### Passage shown
※ ※ ※
David Holmes recently returned to NTS radio for a two hour show in his God's Waiting Room series and it proves to be just what the doctor ordered, a much needed tonic or dealing with lockdown in January- two hours of optimistic, drifting, reflective music. As well as the vague Balearic wooziness of Hyson Green, the spaced out cosmic boogie of Rose City Band and the dub splendour of Scientist and Jonah Dan there are two remixes of a forthcoming release from Ian Weatherall and Duncan Grey. Ian is the brother of Andrew. Ian and Duncan's cover of New Order's In A Lonely Place is set to come out on 17th February, the first anniversary of Andrew's death. There are two versions of it in God's Waiting Room, one remixed by Keith Tenniswood and one by Holmes himself- both are beautiful and the cover version also pays tribute to the importance of early Factory Records on a young Andrew and Ian- Factory's experiment at being a Marxist record company based in the north, their art over commerce attitude, uncommercial nature and ground-breaking design. There's a Holmes remix of French beatniks The Liminanas, some gorgeous pedal steel ambient psychedelia from Luke Schneider and at the end the most heartbreaking but uplifting, unreleased track from Woodleigh Research Facility, a celestial, violin led, electronic opus.
※ ※ ※
### Data records
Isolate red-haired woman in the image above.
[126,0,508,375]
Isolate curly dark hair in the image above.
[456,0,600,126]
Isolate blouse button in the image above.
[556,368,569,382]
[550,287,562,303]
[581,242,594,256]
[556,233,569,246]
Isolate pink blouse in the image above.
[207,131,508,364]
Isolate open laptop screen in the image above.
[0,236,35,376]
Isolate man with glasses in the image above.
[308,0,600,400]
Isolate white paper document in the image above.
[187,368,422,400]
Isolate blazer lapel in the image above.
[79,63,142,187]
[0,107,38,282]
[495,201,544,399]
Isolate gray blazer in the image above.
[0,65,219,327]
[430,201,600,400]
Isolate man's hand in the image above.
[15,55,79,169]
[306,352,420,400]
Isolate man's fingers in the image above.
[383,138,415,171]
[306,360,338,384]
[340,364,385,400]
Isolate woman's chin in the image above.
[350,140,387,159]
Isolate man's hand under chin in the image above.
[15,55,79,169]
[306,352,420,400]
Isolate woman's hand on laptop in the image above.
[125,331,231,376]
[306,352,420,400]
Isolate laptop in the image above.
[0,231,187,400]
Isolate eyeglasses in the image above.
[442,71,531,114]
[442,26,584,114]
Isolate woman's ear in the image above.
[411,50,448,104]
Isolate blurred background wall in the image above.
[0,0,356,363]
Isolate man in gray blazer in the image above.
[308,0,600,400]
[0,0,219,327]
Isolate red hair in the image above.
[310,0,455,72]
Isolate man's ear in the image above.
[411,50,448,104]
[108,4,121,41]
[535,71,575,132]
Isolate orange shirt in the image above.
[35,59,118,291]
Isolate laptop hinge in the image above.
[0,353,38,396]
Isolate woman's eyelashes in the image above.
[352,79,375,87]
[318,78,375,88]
※ ※ ※
### Task directions
According to the write-up of the God's Waiting Room show, when is Ian Weatherall and Duncan Grey's cover of New Order's In A Lonely Place set to come out? The items are separate material and have no connection to the write-up of the God's Waiting Room show.

### Answer for the task
17th February, the first anniversary of Andrew's death.